-- begin Source --

- Bengali: চিত্রা নদীর পারে
- Directed by: Tanvir Mokammel
- Written by: Tanvir Mokammel
- Produced by: Tanvir Mokammel
- Starring: Momtajuddin Ahmed; Afsana Mimi; Rawshan Jamil; Tauquir Ahmed; Sumita Devi; Nazmul Huda;
- Edited by: Mahadeb Shi
- Music by: Syed Shabab Ali Arzoo
- Release date: 1999;
- Running time: 114 minutes
- Country: Bangladesh
- Language: Bengali

= Chitra Nodir Pare =

Chitra Nodir Pare (চিত্রা নদীর পারে, known in English as Quiet Flows the River Chitra) is a Bangladeshi Bengali language film on the destiny of a Hindu family in East Pakistan. Directed by Tanvir Mokammel, the film won seven national awards including the best film and the best director of the year 1999. Other awards were best Story, best Dialogue, best Art-Director, best Supporting Actress and best Make-up Man. The film was shown in London, Oslo, Fribourg (Switzerland), Singapore, Delhi, Calcutta and Trivandrum film festivals.

-- end Source --

▶ _Written exercise_
Reproduce everything in the Chitra Nodir Pare entry from "Chitra Nodir Pare (চিত্রা" down to "Trivandrum film festivals.".

-- begin Material supplied --

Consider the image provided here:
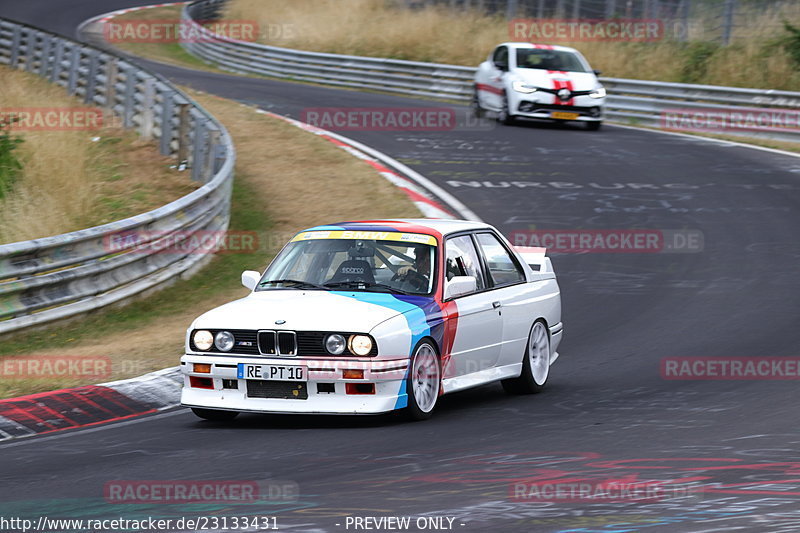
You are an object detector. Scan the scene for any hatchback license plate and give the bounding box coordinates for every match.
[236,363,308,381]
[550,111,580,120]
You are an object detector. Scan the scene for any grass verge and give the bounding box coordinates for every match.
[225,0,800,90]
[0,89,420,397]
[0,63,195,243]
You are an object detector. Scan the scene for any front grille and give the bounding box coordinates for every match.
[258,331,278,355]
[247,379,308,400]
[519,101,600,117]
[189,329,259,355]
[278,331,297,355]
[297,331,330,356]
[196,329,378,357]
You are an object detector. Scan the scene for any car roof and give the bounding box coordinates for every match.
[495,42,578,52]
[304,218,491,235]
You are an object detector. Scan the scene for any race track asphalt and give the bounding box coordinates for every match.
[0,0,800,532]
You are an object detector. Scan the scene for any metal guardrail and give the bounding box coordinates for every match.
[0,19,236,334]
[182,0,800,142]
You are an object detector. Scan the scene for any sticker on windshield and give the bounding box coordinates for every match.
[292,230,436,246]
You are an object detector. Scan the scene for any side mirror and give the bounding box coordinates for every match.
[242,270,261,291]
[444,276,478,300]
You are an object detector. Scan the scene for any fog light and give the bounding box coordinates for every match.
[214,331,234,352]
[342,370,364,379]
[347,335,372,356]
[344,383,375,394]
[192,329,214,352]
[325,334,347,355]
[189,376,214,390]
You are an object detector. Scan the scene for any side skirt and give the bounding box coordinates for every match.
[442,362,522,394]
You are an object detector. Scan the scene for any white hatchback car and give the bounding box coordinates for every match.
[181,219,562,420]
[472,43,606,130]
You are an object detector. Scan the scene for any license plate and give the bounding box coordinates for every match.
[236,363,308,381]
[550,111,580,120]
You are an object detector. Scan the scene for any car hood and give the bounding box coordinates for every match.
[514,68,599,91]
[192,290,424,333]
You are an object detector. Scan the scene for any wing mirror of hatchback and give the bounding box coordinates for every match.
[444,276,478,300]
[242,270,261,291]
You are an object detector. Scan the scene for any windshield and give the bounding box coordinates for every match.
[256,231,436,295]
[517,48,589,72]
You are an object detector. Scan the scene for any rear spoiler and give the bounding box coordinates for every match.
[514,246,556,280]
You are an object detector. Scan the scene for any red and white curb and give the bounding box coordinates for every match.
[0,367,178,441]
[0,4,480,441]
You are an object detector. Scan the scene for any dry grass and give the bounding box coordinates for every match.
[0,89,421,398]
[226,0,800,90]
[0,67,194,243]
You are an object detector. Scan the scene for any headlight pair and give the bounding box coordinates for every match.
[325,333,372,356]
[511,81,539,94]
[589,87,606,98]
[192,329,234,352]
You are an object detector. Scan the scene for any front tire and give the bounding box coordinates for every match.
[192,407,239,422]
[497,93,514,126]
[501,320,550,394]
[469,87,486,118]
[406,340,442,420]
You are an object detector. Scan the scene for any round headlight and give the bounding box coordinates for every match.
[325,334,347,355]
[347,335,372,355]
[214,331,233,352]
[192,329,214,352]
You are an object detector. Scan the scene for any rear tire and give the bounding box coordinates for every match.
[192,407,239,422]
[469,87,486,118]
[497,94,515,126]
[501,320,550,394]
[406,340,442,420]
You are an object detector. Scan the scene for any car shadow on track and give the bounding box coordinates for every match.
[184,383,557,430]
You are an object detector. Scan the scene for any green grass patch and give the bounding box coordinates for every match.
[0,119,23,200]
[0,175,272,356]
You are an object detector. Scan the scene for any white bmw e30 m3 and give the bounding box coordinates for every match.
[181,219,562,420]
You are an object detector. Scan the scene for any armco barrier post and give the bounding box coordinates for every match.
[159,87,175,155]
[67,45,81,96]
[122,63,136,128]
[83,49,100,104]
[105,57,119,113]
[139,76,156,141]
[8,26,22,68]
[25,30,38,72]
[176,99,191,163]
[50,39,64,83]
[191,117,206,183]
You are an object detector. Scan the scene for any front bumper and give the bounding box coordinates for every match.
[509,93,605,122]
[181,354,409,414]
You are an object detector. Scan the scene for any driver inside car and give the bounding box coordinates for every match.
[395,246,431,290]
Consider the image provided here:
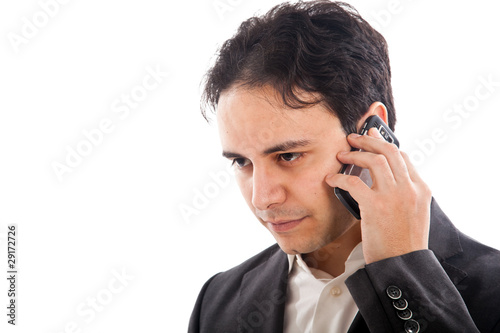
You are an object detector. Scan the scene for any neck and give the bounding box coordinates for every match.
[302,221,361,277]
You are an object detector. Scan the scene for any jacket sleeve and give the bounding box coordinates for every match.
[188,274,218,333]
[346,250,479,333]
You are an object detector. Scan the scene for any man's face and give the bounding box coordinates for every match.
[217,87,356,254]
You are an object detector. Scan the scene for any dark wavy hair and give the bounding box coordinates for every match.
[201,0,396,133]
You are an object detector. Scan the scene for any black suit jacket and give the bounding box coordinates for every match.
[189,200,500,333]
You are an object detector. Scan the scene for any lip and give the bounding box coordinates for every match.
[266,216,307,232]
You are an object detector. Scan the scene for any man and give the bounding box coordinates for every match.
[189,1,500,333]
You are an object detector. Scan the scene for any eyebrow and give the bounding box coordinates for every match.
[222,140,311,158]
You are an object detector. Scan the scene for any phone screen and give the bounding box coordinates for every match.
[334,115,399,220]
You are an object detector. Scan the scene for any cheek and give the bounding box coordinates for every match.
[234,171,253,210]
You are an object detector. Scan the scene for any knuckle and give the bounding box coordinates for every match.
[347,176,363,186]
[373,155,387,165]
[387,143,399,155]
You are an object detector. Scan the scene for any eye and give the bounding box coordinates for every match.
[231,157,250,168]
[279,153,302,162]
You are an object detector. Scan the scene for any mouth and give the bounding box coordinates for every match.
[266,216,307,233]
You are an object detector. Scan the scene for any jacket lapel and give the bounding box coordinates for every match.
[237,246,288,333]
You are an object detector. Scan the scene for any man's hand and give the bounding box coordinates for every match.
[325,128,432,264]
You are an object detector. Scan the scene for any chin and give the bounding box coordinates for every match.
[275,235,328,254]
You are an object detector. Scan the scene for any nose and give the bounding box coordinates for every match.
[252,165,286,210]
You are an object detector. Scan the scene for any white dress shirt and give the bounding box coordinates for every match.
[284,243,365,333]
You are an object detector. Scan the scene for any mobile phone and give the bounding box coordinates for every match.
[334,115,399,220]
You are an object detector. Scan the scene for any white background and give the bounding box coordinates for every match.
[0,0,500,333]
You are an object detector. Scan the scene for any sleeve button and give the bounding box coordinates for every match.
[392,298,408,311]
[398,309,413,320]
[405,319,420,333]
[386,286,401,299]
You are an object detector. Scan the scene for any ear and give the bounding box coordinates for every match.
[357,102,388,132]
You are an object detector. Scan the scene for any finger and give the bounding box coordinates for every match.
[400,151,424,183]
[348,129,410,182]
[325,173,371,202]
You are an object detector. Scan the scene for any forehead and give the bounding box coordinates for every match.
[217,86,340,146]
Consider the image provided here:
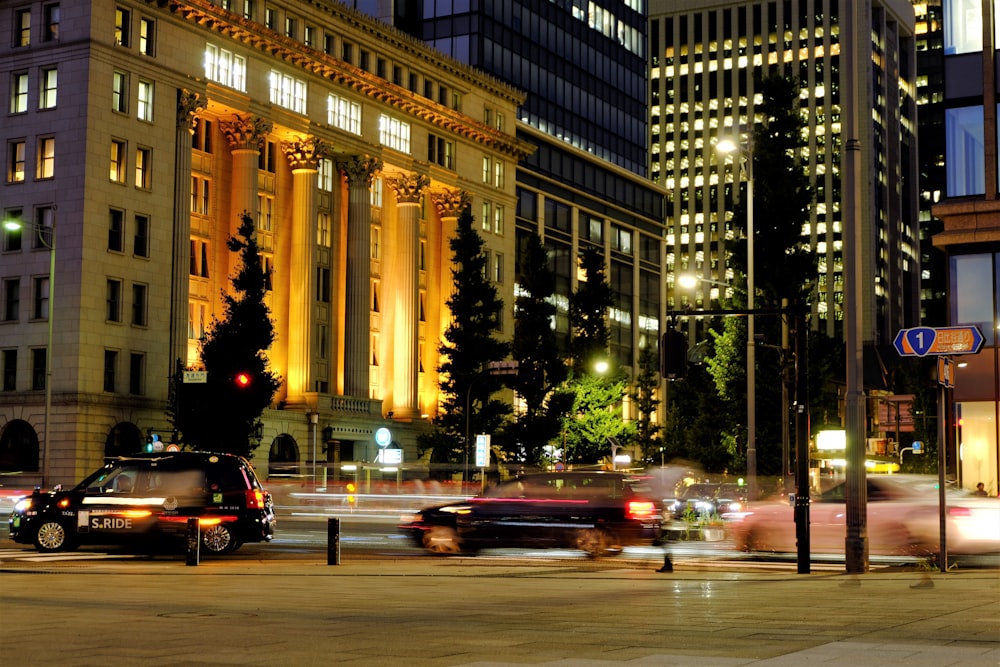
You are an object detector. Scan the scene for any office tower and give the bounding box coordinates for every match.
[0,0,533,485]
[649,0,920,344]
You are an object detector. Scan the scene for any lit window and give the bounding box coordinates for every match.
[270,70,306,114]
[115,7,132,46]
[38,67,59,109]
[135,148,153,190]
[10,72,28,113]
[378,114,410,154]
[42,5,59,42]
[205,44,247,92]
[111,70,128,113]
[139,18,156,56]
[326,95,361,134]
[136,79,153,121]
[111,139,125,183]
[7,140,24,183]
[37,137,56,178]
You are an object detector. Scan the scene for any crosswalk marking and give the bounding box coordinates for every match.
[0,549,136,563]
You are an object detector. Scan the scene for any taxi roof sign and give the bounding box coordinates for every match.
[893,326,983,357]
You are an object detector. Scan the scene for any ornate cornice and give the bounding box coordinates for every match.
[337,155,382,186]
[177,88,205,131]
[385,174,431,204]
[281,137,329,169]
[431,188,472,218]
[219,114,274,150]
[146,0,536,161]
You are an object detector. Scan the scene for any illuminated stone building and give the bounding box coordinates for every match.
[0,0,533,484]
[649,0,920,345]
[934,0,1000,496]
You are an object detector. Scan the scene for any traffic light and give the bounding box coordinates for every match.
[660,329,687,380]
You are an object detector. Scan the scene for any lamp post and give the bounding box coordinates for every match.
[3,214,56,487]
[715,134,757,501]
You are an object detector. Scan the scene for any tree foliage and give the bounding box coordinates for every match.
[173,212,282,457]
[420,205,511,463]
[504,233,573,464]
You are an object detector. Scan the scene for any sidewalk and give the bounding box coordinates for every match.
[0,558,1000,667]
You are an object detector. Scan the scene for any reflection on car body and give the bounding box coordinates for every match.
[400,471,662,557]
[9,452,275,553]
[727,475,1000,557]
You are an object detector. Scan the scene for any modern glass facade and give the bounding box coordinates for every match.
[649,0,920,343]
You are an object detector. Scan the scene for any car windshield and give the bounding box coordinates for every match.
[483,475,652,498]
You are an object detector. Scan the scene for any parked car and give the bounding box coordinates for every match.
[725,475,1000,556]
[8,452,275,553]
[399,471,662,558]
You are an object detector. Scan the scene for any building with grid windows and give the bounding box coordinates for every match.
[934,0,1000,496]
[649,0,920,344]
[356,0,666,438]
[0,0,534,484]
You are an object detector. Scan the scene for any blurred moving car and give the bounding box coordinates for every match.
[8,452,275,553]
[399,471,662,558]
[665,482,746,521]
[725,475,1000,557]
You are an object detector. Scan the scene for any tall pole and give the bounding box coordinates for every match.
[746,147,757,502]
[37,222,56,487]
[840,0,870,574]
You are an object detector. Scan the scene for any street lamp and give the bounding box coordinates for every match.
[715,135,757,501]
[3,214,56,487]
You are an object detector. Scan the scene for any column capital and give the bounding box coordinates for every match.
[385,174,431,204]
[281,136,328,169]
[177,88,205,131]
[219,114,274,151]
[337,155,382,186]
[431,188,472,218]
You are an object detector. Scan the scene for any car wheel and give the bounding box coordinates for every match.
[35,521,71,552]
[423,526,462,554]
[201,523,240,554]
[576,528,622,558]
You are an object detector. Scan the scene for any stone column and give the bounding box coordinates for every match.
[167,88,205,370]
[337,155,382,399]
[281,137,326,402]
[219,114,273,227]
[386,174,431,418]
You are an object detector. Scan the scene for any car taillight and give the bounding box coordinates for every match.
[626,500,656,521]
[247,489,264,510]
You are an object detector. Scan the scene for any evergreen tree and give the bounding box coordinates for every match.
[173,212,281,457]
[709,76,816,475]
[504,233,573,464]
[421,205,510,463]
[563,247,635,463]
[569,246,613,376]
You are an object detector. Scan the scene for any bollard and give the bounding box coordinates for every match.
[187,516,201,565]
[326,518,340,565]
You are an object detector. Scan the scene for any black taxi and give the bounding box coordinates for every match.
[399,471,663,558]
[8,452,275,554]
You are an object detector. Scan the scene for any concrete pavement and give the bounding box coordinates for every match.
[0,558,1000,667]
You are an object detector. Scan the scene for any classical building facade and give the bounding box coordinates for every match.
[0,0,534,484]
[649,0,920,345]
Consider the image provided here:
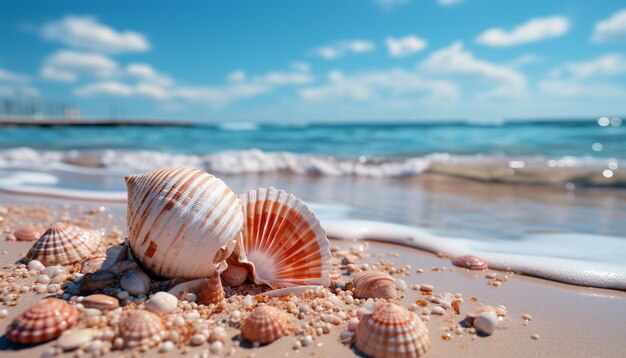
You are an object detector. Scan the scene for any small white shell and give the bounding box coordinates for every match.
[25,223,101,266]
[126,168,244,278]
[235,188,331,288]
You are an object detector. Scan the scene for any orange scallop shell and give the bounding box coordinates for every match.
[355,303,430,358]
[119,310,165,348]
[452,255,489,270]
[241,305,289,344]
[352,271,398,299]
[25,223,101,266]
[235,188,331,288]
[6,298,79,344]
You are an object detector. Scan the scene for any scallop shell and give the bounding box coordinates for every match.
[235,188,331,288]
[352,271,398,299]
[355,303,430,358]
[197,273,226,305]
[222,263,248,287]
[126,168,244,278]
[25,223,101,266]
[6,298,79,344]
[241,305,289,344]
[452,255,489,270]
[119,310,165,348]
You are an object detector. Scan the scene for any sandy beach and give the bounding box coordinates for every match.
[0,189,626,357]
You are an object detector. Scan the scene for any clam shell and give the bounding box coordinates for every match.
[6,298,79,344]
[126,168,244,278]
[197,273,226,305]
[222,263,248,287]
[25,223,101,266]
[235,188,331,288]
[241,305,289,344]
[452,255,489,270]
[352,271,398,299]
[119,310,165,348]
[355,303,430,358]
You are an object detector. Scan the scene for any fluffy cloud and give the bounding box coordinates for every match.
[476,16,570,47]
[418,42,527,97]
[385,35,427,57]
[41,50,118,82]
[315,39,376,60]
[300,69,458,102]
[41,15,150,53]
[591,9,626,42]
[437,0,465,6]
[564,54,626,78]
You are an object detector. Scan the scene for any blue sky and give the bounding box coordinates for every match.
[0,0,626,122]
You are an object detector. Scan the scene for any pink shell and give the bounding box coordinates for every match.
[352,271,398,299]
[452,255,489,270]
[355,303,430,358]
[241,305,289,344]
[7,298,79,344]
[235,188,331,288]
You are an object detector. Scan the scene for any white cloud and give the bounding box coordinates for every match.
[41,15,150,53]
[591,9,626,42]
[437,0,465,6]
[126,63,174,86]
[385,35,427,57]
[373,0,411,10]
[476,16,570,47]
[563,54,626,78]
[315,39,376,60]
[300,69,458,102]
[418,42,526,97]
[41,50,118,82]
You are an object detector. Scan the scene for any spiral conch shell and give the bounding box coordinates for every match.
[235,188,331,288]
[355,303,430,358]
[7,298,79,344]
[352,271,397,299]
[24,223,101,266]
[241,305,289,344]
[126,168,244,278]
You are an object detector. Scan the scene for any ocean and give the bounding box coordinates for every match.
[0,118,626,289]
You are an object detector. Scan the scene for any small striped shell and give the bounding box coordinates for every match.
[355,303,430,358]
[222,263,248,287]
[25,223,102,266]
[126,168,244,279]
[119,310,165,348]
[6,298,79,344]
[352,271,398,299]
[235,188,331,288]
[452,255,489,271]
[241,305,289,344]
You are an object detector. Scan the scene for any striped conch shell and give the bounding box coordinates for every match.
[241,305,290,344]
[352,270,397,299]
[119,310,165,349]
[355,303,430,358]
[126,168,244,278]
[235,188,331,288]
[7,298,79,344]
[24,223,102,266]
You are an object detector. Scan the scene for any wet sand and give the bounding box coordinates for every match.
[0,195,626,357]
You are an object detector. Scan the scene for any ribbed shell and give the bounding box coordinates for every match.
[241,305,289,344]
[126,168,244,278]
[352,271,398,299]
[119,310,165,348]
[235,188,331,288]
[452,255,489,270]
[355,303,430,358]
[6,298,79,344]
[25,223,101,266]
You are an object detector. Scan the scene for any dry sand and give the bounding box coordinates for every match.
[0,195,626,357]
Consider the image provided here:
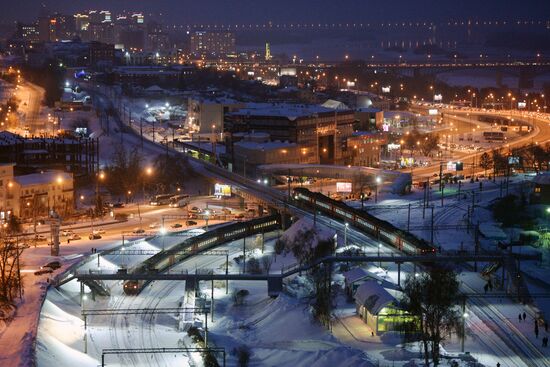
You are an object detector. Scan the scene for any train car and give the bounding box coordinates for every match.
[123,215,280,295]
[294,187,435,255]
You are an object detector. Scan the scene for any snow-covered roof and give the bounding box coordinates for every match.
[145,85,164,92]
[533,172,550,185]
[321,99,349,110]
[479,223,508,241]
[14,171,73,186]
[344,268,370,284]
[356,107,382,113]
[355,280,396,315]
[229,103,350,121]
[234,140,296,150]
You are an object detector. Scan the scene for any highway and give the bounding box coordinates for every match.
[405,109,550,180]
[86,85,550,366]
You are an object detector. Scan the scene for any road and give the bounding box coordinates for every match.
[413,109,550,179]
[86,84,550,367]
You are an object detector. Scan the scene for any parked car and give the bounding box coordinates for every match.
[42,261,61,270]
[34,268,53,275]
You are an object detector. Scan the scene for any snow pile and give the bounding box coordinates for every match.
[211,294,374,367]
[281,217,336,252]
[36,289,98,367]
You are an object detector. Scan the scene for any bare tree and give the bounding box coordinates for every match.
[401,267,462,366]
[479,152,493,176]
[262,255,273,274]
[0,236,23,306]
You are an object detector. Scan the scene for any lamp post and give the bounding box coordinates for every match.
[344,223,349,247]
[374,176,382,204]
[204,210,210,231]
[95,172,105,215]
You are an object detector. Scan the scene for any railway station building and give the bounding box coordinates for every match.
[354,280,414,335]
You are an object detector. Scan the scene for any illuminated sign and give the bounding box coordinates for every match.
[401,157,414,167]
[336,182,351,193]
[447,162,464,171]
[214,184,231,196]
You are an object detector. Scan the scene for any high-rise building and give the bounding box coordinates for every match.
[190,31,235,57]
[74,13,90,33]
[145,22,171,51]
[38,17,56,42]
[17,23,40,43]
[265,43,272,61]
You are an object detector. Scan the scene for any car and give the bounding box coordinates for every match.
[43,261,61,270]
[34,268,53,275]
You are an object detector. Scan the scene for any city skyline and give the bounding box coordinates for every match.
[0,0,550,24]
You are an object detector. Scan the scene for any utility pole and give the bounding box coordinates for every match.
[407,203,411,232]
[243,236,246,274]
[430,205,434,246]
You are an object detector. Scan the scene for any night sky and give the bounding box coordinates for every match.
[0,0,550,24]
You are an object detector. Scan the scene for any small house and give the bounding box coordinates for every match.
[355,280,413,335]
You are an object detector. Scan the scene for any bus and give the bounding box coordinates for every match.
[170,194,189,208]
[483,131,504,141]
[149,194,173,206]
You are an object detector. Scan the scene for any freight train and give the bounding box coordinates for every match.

-- end Material supplied --

▶ _Written solution_
Chitra Nodir Pare (চিত্রা নদীর পারে, known in English as Quiet Flows the River Chitra) is a Bangladeshi Bengali language film on the destiny of a Hindu family in East Pakistan. Directed by Tanvir Mokammel, the film won seven national awards including the best film and the best director of the year 1999. Other awards were best Story, best Dialogue, best Art-Director, best Supporting Actress and best Make-up Man. The film was shown in London, Oslo, Fribourg (Switzerland), Singapore, Delhi, Calcutta and Trivandrum film festivals.